==== Text ====

Ruling: The Shulchan Aruch (CM 28:1) says that whoever can testify on his friend’s behalf and his friend has a purpose for the testimony must testify if he is demanded to do so. Even if the evidence is in written form, the possessor of the document can be compelled to produce it (ibid. 16:4). On the other hand, one who fails to testify when he should does not have to pay damages for losses his failure caused (ibid. 28:1). The Ramban explains that since the reason one has to testify is not monetary but is a mitzva to help others, he is not monetarily obligated to pay for his failure. It is similar to one who sees his friend’s lost wallet and does not return it; he too his exempt from paying. Furthermore, the Avkat Rochel (195) says that if testifying will cause one to lose money, he is not required to testify, for the aforementioned reason. One does not have to lose money in order to save money for a friend, as one’s own money comes before that of others.
The Chida deals with the question whether an invalid witness who is accepted by the litigants to testify is required to do so. He says that while the mitzva from the Torah to testify does not apply, there is a rabbinic mitzva due to the ability to help another. Even regarding the Torah obligation, the gemara (Shvuot 30b) says that if a talmid chacham knows testimony but it is a disgrace for him to go to a beit din of lesser stature than he, he is exempt. The gemara brings a proof from the parallel case, where such a person is exempt from returning a lost item.
If one finds his own lost item and his friend’s and can retrieve only one, retrieves his own (Shulchan Aruch, CM 264:1). Yet, one should do so only if the loss to himself is clear. The S’ma explains that there is a concern that one will overextend this leniency.
Despite the logic of the IDF’s desire for confidentiality, if beit din is given the authority to decide whether information is necessary on a case-by-case basis, the danger is small. Furthermore, public institutions are obligated to be more forthcoming for the needs of others (see Chatam Sofer, YD 239). Our case extends beyond monetary concerns, verging on saving a life, for which there are no exemptions. Therefore, beit din requires the files to be presented, not in the presence of the litigants.

==== Extracted records ====

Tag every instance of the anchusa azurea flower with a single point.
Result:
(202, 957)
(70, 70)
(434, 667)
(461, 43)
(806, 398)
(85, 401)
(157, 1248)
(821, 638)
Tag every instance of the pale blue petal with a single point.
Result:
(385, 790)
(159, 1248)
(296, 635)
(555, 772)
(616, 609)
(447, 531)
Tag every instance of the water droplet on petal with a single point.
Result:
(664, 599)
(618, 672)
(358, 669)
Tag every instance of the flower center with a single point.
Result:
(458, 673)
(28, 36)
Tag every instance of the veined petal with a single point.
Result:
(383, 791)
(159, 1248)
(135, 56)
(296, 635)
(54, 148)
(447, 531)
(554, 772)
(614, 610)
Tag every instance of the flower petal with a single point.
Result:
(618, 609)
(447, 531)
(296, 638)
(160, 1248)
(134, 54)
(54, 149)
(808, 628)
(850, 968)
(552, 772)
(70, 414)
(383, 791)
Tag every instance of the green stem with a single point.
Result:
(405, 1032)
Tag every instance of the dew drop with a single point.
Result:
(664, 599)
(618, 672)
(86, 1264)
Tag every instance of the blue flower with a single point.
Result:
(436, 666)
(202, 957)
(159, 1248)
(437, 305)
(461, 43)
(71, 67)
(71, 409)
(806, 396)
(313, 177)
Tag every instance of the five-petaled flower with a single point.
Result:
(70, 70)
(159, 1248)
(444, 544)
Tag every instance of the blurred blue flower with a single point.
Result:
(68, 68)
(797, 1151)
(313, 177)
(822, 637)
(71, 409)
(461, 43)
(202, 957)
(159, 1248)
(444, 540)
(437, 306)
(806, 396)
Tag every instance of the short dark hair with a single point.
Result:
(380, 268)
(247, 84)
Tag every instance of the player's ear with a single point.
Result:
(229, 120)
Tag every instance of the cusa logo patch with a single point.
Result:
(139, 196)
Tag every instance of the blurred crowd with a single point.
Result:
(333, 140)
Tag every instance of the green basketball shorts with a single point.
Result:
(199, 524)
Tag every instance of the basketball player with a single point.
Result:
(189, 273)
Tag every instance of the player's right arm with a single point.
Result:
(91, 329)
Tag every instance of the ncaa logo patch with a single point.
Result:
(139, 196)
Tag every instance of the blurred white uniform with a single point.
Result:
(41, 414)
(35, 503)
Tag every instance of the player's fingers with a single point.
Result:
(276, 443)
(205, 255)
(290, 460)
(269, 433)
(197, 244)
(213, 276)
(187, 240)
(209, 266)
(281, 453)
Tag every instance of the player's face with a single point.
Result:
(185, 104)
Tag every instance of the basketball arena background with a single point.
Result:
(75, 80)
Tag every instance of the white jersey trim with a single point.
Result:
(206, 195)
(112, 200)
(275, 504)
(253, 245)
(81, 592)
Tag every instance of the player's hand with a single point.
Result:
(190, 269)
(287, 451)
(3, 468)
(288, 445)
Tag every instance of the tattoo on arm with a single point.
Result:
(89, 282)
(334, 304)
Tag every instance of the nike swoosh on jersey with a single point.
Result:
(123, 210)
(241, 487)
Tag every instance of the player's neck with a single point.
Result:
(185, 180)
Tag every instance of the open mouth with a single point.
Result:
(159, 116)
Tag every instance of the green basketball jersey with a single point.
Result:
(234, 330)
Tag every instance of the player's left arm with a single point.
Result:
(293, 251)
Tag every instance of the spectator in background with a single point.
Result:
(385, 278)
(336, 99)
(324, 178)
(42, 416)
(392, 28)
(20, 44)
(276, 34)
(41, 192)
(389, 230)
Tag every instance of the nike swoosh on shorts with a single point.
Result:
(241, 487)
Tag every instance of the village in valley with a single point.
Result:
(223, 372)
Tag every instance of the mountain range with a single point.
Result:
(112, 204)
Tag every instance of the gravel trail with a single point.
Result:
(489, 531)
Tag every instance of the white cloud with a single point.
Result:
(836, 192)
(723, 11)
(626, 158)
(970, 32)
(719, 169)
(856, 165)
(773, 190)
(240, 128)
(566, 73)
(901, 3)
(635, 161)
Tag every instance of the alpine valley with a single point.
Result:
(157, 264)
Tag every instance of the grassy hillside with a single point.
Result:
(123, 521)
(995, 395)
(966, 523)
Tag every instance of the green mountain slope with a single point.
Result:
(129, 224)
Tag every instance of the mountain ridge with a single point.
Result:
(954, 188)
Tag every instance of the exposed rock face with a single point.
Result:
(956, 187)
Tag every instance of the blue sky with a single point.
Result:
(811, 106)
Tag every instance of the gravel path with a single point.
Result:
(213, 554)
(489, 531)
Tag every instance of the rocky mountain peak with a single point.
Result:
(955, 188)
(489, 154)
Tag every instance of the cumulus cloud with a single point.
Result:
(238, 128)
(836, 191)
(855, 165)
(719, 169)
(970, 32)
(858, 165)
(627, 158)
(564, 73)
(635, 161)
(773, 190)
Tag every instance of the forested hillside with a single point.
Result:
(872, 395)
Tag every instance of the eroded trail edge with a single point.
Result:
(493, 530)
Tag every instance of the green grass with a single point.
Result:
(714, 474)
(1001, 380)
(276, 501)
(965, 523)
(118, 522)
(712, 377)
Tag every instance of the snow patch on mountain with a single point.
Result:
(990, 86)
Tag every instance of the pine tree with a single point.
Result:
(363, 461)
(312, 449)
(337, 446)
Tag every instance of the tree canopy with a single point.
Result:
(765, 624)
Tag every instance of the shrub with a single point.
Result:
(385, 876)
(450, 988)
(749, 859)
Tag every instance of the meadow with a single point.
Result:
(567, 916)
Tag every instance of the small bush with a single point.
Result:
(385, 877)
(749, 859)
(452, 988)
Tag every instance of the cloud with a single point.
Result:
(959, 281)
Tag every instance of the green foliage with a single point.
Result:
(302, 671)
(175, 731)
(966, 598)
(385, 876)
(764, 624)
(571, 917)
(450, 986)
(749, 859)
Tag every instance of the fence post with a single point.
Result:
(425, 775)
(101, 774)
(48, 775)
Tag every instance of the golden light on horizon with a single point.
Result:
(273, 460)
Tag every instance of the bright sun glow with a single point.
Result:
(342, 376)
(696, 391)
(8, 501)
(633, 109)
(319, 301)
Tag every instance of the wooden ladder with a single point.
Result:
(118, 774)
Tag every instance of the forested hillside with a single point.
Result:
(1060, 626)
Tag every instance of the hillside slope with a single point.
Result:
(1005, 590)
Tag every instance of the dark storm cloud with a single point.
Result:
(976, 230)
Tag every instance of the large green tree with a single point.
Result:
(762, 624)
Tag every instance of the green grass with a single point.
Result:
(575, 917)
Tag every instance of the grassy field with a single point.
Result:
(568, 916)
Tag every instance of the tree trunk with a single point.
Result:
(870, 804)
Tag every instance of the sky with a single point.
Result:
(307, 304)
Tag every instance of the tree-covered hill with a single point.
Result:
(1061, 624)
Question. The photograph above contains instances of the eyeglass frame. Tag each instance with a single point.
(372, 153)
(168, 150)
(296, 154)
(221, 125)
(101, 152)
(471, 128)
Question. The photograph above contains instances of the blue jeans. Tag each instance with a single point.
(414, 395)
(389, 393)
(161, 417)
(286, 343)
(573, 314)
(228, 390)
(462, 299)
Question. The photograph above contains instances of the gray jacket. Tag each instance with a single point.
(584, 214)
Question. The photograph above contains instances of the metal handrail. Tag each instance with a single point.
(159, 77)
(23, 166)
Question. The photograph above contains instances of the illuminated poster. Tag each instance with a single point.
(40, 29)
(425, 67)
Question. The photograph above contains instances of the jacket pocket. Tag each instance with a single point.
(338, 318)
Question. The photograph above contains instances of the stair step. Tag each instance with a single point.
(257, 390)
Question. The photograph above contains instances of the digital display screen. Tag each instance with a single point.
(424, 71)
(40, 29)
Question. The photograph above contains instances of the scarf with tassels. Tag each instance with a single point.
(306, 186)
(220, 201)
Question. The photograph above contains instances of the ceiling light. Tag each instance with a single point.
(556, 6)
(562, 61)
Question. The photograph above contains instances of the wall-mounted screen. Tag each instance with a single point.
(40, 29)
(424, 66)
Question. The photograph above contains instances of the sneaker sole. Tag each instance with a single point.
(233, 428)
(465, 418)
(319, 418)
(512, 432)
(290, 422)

====

Assigned task A>
Translate this sentence from the ruling into Spanish: "The S’ma explains that there is a concern that one will overextend this leniency."
Assigned task B>
According to the ruling, must a person who fails to testify when he should pay damages for the losses his failure caused?

Answer area A>
El S’ma explica que existe la preocupación de que uno extienda demasiado esta indulgencia.

Answer area B>
No, he does not have to pay damages for those losses.